■ Consigne
Recopiez intégralement le texte à lire, sans en modifier un seul mot ni un seul signe.

■ Texte à lire
■ ■ ■ ■ ■

Il suit la leçon des Agende de Mayence (1551) et de Trèves (1574-1576). [Levresse, Rituels incunables, 93-94]. Officialisant très vraisemblablement la pratique déjà en cours, l’Agenda conseille au curé d’être présent « lors de la fête de famille et d’amis. Il y prononcera en langue maternelle la prière suivante : Seigneur, ces deux N et N en toute amitié ont décidé après mûre réflexion et de bons conseils de se marier dans les 40 jours (ou un délai raisonnable) et de se rendre à l’église pour se marier selon les rites chrétiens ». Le prêtre s’enquiert de leur situation vis-à-vis de l’Église, des empêchements de mariage et s’assure que les futurs mariés ne sont pas déjà mariés. Il leur rappelle qu’ils s’engagent devant tous leurs amis à se marier dans les 40 jours. Puis, il confirme cette promesse et la bénit. Et il conclut en recommandant aux futurs de se confesser et de communier et de s’abstenir de consommer le mariage avant le passage à l’église pour la messe de mariage.

■ ■ ■ ■ ■

[Entrées de la collection]
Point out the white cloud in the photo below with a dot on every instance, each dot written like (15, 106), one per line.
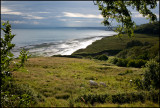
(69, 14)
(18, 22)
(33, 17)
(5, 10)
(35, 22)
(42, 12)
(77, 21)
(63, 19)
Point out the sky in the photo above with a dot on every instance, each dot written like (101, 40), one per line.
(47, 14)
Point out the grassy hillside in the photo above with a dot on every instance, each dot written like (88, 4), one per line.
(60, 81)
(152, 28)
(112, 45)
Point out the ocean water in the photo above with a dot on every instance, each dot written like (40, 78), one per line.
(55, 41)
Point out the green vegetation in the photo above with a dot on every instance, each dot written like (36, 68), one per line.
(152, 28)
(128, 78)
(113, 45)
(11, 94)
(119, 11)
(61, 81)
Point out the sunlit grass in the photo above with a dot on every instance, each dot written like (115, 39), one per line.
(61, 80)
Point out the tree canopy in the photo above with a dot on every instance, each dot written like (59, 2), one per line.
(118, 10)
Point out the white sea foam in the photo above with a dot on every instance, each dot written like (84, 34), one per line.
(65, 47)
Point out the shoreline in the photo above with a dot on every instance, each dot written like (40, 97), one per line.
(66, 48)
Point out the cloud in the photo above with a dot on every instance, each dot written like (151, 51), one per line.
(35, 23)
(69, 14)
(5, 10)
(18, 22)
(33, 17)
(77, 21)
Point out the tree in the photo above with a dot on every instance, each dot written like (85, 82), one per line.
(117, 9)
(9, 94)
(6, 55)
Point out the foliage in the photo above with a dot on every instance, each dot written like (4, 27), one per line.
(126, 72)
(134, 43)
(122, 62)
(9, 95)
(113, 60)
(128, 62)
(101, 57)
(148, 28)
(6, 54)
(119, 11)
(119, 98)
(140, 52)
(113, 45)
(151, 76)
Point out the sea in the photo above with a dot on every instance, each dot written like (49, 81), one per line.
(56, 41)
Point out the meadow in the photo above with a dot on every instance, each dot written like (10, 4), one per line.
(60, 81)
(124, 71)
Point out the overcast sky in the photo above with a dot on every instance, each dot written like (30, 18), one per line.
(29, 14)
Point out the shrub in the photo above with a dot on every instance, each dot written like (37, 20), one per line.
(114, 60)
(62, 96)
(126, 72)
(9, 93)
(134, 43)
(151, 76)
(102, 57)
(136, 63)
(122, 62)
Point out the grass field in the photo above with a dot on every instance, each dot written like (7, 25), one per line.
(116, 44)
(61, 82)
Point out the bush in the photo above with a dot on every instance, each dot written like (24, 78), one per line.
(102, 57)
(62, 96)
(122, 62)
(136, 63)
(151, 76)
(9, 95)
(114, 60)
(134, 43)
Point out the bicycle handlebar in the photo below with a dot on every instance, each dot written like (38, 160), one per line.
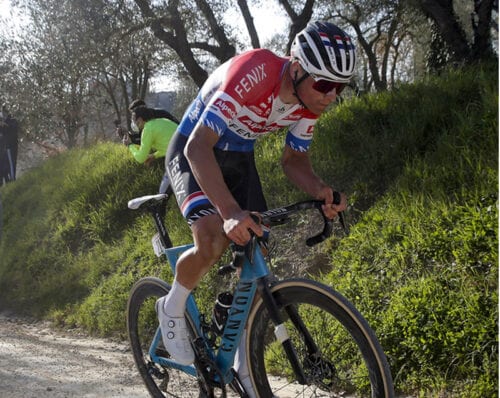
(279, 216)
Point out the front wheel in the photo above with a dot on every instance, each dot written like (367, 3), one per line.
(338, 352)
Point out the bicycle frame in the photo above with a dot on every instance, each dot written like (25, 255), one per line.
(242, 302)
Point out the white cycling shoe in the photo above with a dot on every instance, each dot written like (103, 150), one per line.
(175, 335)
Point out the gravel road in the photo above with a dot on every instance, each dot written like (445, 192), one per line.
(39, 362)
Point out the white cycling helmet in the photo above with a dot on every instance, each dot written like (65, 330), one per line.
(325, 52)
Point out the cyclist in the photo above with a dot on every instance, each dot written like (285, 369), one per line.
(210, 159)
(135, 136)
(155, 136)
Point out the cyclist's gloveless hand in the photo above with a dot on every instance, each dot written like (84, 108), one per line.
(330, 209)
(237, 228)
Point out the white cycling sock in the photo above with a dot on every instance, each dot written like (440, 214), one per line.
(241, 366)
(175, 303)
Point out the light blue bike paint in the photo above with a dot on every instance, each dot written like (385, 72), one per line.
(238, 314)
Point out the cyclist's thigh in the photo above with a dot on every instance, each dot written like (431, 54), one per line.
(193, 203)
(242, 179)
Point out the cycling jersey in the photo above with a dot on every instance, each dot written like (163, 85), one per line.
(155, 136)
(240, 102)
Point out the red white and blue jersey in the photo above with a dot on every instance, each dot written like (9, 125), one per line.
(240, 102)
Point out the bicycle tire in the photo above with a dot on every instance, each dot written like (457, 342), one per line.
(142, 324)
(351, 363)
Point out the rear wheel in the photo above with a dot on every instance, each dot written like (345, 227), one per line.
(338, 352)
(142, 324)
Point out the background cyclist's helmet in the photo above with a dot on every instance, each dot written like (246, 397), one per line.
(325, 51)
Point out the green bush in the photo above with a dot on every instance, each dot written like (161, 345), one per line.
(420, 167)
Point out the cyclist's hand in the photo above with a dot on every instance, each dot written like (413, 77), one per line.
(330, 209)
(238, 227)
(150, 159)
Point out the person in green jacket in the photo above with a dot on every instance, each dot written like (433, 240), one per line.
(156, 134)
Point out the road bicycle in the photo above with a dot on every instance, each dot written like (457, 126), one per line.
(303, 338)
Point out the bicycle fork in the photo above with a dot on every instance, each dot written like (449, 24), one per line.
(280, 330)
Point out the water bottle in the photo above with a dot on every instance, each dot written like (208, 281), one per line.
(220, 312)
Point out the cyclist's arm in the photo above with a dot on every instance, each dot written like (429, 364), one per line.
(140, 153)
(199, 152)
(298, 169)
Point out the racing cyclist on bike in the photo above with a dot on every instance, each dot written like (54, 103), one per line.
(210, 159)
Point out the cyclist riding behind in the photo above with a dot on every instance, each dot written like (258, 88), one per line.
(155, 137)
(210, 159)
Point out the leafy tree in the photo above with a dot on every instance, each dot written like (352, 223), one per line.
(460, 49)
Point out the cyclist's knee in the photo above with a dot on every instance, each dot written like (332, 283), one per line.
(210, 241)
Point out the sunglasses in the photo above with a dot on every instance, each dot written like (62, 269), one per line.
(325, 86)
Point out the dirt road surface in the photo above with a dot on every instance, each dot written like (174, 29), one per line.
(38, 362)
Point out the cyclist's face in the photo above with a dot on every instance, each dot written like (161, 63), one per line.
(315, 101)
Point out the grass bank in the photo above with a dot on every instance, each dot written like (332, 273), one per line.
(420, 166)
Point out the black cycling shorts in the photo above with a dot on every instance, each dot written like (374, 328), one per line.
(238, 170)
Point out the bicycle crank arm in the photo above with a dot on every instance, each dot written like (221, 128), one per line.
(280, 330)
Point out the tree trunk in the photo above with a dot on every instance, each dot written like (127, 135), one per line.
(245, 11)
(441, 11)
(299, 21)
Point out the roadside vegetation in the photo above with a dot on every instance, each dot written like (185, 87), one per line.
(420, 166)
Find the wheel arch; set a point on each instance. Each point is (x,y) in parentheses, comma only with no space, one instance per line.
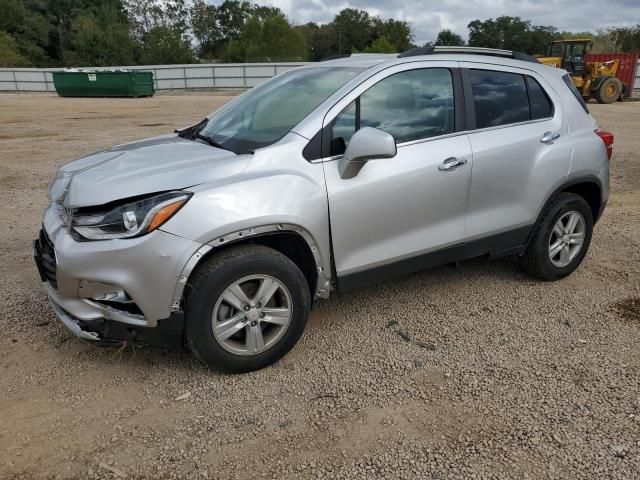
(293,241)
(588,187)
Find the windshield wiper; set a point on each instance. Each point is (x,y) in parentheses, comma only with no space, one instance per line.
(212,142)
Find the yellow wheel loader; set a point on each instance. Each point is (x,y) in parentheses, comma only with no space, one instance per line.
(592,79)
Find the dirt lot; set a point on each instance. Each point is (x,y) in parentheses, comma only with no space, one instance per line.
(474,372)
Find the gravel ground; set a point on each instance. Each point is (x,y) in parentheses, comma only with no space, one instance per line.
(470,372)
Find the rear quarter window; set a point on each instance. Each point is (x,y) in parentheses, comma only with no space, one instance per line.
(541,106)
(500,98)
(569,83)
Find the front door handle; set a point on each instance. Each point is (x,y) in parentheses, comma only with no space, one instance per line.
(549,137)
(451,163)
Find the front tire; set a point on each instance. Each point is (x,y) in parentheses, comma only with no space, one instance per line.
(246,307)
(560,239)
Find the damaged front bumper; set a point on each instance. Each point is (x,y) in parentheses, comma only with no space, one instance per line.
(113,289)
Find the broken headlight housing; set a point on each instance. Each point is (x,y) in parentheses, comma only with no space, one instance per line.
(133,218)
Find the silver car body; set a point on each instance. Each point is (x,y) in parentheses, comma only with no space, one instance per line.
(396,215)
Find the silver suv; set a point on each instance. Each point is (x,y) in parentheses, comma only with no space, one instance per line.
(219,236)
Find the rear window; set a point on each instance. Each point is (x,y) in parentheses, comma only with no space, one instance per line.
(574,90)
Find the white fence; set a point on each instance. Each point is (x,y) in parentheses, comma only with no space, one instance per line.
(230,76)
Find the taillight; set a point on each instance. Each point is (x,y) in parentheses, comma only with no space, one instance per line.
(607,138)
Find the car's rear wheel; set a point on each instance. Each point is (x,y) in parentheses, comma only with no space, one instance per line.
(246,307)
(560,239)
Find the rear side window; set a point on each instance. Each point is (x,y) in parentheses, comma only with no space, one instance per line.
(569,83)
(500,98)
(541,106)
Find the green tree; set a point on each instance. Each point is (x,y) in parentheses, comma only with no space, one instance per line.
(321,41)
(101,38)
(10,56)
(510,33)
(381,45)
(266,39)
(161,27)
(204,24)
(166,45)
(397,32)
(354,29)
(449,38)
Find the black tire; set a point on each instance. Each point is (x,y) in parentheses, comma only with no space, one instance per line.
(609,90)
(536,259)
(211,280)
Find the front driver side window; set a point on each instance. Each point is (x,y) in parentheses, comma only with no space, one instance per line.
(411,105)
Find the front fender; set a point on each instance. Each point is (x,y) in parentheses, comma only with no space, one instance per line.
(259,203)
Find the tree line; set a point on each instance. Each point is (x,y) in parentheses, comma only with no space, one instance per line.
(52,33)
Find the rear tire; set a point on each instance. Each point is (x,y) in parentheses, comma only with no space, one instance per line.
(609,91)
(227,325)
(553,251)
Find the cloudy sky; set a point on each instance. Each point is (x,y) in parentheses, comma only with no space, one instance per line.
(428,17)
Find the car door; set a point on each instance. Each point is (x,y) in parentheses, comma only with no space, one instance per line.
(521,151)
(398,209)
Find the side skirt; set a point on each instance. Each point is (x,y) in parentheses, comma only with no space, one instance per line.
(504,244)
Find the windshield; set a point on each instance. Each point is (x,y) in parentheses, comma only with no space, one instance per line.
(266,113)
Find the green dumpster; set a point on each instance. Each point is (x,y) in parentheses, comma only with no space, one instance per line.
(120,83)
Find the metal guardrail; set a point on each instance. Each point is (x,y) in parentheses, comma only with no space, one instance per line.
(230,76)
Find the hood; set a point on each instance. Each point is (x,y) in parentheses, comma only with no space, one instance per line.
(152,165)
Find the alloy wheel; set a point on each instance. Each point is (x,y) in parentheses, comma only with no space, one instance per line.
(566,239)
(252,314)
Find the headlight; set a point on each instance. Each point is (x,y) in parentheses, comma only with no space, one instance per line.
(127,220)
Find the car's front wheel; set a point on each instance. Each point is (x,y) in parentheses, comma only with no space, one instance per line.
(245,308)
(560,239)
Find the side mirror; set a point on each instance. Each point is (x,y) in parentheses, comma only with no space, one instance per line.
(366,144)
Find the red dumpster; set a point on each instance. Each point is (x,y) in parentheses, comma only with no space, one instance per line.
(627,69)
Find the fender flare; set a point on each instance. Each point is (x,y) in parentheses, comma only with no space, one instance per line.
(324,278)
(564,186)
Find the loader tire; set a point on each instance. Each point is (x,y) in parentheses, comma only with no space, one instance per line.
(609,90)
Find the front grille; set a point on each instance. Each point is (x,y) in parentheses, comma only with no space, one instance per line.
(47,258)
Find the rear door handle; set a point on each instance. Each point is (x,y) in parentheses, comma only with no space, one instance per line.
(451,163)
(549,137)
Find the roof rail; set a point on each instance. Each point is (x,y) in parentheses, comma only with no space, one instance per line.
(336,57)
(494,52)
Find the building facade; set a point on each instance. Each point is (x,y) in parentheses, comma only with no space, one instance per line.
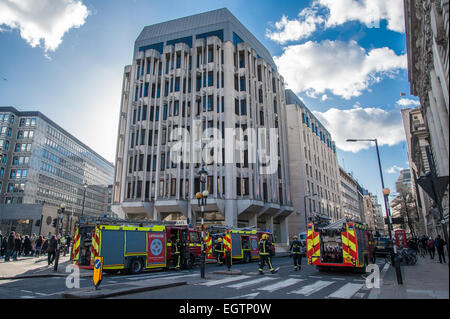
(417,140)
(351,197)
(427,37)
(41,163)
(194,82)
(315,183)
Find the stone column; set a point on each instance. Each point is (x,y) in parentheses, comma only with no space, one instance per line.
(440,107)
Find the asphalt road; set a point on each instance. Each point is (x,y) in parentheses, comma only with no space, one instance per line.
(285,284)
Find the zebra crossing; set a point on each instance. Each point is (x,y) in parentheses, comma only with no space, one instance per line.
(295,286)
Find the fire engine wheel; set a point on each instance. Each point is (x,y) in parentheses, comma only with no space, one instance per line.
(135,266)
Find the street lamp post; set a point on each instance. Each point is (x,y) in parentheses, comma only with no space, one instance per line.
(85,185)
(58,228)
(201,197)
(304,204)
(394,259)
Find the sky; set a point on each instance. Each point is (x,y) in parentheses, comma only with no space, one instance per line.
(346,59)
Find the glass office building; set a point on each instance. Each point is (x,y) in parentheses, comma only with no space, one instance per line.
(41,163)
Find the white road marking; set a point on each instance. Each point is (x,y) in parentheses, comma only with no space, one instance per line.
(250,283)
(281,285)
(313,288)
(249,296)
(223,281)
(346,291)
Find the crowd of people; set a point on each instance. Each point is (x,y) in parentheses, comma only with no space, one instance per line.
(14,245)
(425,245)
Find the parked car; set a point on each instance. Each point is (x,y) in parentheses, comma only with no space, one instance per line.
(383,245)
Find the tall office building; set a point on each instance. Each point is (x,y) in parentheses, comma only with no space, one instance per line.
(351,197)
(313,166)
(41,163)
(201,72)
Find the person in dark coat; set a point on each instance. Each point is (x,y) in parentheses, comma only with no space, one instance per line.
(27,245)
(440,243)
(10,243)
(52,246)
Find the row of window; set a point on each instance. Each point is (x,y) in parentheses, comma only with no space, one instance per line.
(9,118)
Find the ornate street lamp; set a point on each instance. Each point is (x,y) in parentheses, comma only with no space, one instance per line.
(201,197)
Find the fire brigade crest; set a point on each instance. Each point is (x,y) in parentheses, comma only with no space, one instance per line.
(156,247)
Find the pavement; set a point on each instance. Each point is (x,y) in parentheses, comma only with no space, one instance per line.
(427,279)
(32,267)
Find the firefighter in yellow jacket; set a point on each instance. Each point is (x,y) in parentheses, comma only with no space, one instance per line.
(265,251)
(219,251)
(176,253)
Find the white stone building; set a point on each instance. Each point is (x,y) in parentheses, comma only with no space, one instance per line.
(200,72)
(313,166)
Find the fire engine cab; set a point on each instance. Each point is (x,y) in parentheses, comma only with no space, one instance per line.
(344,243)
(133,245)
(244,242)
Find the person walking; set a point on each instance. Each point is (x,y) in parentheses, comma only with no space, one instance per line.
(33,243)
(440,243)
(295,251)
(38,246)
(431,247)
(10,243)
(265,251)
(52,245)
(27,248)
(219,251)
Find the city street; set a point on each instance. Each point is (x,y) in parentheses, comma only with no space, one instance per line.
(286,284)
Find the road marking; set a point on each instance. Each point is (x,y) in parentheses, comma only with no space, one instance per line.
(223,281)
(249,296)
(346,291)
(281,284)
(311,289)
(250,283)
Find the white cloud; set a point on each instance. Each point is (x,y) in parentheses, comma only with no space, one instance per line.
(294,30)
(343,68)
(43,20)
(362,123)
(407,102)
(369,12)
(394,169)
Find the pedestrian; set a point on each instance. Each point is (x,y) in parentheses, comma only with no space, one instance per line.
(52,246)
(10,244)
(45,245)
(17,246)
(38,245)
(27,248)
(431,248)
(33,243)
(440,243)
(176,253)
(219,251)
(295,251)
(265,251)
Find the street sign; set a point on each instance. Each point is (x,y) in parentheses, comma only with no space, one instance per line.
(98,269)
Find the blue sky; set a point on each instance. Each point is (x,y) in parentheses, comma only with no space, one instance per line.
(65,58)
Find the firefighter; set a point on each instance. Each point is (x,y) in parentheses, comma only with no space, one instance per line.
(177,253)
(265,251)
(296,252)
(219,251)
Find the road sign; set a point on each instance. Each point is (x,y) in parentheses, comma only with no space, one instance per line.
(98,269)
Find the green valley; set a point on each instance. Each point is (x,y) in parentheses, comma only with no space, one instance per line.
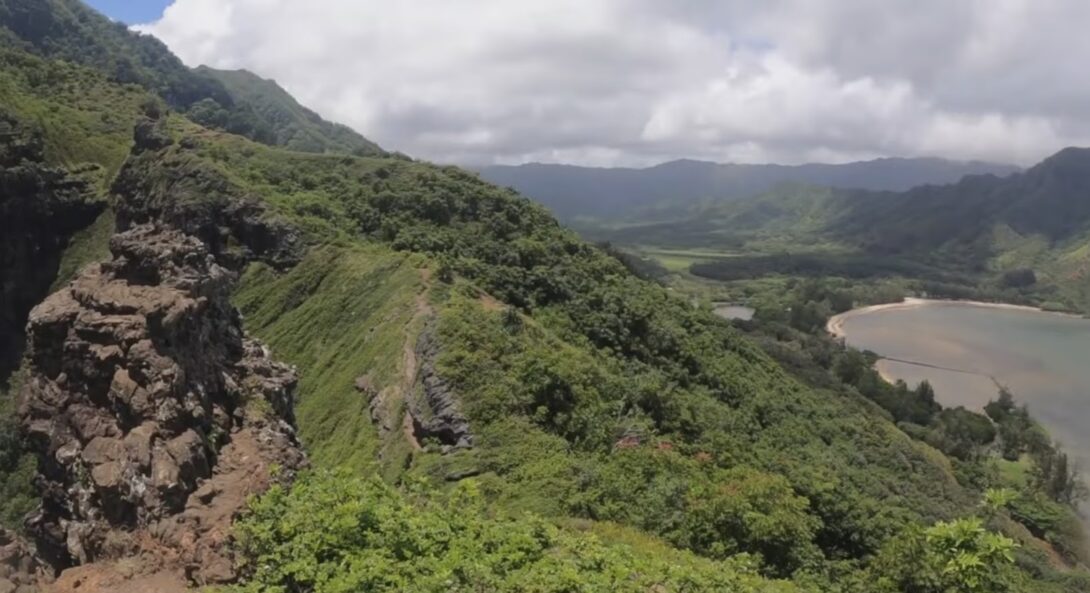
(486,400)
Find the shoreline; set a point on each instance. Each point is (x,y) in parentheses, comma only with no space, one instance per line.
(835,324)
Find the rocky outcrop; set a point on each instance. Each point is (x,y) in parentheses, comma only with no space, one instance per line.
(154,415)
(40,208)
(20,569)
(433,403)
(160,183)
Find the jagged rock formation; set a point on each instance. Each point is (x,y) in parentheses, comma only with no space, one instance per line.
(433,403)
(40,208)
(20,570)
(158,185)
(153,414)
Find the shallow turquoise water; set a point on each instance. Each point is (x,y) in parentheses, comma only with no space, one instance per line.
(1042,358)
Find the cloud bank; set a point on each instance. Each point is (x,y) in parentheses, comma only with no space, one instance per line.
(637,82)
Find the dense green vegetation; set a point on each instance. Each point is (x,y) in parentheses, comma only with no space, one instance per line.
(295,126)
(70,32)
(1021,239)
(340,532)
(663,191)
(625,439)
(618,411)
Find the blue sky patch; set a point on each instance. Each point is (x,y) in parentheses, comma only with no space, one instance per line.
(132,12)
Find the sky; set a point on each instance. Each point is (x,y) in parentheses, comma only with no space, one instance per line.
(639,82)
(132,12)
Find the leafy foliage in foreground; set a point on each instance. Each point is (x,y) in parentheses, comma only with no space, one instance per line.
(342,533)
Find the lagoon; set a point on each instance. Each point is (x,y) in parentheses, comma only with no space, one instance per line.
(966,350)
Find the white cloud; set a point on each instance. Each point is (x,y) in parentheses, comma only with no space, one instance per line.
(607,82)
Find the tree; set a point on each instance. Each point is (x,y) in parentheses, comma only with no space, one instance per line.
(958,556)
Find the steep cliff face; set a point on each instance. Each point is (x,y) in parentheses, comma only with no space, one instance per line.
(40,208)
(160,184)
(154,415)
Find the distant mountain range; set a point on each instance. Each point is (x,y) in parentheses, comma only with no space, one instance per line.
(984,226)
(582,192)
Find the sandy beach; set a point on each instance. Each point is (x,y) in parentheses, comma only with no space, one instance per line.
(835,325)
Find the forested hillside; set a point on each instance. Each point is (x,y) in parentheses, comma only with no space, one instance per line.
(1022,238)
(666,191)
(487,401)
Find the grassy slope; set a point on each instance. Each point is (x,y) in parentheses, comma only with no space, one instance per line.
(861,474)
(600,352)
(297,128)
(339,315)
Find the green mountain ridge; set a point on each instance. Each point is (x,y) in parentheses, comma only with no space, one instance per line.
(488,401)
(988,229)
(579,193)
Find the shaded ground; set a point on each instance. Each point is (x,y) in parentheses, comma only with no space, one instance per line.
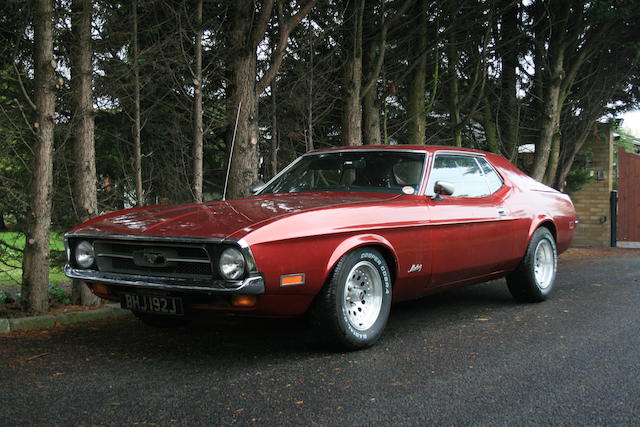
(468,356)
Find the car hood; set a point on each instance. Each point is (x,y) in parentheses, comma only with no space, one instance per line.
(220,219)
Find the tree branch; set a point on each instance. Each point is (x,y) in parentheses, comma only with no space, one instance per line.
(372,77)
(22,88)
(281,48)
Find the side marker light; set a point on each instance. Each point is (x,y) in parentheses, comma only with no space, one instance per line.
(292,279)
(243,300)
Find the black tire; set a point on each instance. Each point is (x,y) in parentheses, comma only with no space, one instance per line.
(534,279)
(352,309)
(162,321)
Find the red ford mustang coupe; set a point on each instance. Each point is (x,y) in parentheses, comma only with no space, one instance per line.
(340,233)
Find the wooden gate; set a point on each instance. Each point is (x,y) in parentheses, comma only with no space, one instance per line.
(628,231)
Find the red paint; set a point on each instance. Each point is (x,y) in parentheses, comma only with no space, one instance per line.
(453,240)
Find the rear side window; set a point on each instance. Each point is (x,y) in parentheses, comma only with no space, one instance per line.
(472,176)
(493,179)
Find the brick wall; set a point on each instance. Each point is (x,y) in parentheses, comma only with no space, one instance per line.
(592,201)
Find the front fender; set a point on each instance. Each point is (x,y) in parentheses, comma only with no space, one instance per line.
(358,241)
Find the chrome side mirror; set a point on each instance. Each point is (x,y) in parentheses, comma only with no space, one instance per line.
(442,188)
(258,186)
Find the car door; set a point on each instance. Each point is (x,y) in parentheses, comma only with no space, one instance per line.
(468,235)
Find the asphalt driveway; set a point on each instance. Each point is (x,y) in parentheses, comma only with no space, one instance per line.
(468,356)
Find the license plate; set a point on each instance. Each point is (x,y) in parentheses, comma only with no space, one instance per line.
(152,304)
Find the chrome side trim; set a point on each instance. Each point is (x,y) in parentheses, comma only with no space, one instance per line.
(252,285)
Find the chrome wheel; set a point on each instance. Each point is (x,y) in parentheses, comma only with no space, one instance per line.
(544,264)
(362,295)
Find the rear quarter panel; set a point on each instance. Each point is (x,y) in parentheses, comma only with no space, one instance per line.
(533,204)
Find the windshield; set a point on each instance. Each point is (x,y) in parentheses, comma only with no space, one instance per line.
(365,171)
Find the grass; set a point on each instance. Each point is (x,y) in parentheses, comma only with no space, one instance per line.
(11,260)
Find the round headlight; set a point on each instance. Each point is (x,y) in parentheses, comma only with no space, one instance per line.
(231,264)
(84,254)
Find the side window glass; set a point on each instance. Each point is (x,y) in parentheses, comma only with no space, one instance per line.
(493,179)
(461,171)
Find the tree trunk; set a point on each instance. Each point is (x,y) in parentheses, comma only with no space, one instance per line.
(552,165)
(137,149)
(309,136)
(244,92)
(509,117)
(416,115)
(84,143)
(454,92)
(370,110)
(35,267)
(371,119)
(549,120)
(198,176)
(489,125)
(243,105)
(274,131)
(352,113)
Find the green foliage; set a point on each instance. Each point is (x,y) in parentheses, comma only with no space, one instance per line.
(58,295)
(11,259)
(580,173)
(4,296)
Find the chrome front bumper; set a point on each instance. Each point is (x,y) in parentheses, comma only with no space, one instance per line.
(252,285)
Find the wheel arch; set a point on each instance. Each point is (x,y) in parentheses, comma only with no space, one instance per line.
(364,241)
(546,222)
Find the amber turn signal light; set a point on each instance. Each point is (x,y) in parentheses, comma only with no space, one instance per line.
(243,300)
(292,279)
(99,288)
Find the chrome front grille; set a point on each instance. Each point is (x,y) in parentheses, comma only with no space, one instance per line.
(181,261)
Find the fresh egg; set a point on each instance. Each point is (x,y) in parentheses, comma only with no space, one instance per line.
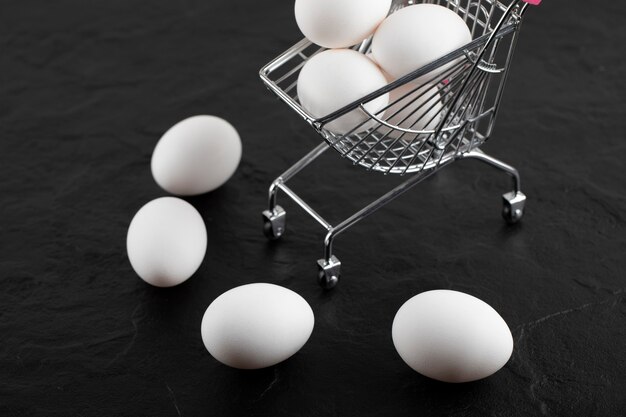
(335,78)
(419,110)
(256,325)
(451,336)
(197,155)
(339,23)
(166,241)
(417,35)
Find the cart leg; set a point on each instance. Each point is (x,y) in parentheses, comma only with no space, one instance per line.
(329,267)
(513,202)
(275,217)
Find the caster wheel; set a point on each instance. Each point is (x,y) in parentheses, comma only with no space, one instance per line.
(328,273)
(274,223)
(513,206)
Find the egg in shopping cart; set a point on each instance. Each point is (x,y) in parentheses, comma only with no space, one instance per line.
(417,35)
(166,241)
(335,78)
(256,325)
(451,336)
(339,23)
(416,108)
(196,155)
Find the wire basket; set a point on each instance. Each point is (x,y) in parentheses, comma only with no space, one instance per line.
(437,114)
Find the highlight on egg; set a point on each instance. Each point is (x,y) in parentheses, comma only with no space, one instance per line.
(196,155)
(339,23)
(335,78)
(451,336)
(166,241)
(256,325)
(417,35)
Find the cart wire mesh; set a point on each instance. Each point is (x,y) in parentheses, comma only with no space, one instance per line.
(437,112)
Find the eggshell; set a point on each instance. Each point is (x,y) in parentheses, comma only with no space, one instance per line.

■ ■ ■ ■ ■

■ Corrigé
Il suit la leçon des Agende de Mayence (1551) et de Trèves (1574-1576). [Levresse, Rituels incunables, 93-94]. Officialisant très vraisemblablement la pratique déjà en cours, l’Agenda conseille au curé d’être présent « lors de la fête de famille et d’amis. Il y prononcera en langue maternelle la prière suivante : Seigneur, ces deux N et N en toute amitié ont décidé après mûre réflexion et de bons conseils de se marier dans les 40 jours (ou un délai raisonnable) et de se rendre à l’église pour se marier selon les rites chrétiens ». Le prêtre s’enquiert de leur situation vis-à-vis de l’Église, des empêchements de mariage et s’assure que les futurs mariés ne sont pas déjà mariés. Il leur rappelle qu’ils s’engagent devant tous leurs amis à se marier dans les 40 jours. Puis, il confirme cette promesse et la bénit. Et il conclut en recommandant aux futurs de se confesser et de communier et de s’abstenir de consommer le mariage avant le passage à l’église pour la messe de mariage.